(Some records)

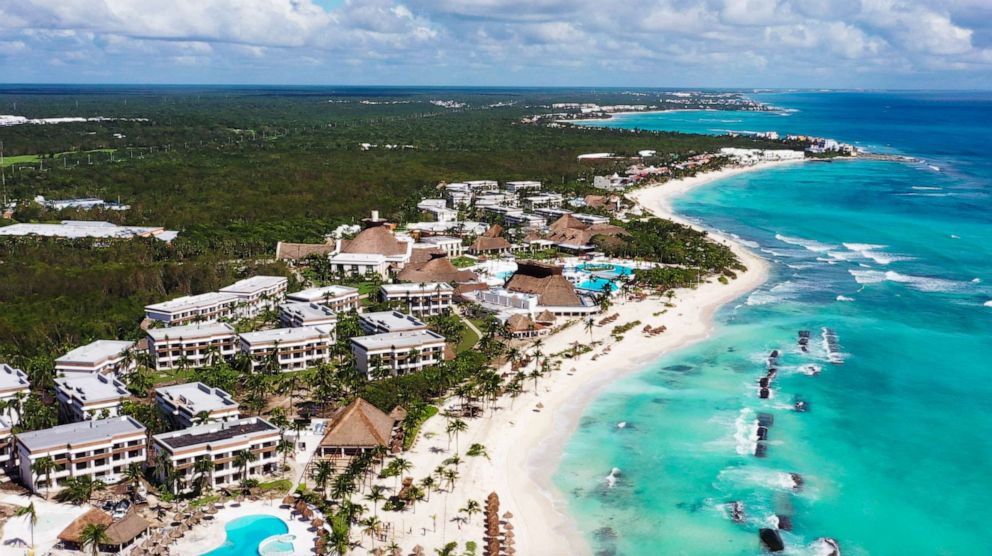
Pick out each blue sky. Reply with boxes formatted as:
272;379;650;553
0;0;992;89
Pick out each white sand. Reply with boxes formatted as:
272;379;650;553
169;499;315;556
344;159;796;554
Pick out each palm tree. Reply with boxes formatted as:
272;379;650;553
310;459;334;498
365;485;386;515
446;419;468;452
79;523;110;556
31;456;55;498
420;475;437;502
14;502;38;551
233;450;258;479
124;461;145;500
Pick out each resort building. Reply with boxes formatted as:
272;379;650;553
152;417;279;492
148;322;238;371
155;382;241;428
351;330;445;379
420;236;465;258
55;340;137;375
0;363;31;472
145;292;241;326
279;301;338;328
358;311;427;334
55;374;131;423
240;326;336;372
380;282;455;316
16;417;147;492
286;286;361;313
505;181;541;193
220;276;289;318
314;398;398;463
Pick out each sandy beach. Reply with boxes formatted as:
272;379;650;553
340;159;800;554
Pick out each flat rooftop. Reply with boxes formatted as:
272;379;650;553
55;373;131;403
148;322;235;341
279;301;338;320
241;325;331;344
153;417;279;450
351;330;444;351
286;286;358;301
17;417;145;452
382;282;455;293
220;276;289;293
0;363;31;394
155;382;238;415
55;340;134;365
358;311;427;332
145;292;238;313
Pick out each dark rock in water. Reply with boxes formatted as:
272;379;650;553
754;442;768;458
758;413;775;427
758;528;785;552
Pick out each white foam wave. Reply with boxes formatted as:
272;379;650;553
775;234;837;253
848;269;963;293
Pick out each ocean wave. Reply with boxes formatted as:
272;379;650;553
775;234;837;253
848;269;963;293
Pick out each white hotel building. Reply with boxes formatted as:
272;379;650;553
55;374;131;422
0;363;31;469
148;322;238;371
152;417;279;492
55;340;137;375
380;282;455;316
220;276;289;318
286;286;361;313
145;292;241;326
155;382;241;428
16;417;147;492
351;330;445;379
240;326;336;372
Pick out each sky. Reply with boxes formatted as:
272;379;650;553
0;0;992;89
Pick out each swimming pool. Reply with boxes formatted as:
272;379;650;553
201;515;289;556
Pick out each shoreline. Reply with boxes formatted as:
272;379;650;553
348;161;800;554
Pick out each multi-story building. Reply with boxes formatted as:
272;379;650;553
351;330;444;379
286;286;361;313
506;181;541;193
155;382;241;428
16;417;147;492
240;326;336;371
381;282;455;316
152;417;279;492
148;322;237;371
420;236;465;259
279;301;338;328
55;340;137;375
145;292;241;326
220;276;289;318
358;311;427;334
0;363;31;469
55;374;131;423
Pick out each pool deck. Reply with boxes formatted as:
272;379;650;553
169;500;316;556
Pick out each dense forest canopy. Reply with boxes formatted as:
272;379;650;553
0;86;781;358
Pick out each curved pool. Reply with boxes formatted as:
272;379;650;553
201;515;289;556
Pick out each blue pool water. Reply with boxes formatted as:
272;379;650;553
201;515;289;556
555;92;992;556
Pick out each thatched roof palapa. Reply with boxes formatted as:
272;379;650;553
320;398;395;447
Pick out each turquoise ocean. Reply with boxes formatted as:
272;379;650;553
554;92;992;555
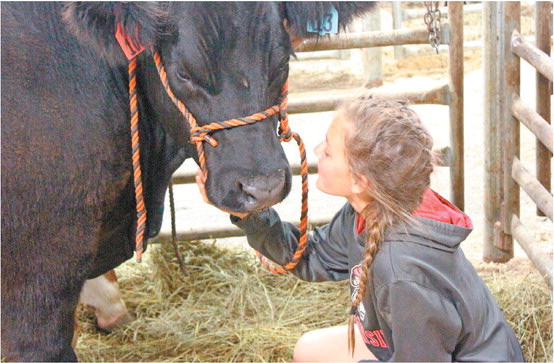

▶ **Do this**
Copy out word for word the lines of the records from the line containing "Pick out each palm" through the line containing "124;461;145;500", including both of those lines.

▶ **Task solution**
Pick out each palm tree. Reply with boxes formatted as:
272;379;650;553
310;459;334;498
365;485;386;515
446;419;468;452
79;523;110;556
31;456;55;498
420;475;437;502
14;502;38;551
233;450;258;479
124;461;145;500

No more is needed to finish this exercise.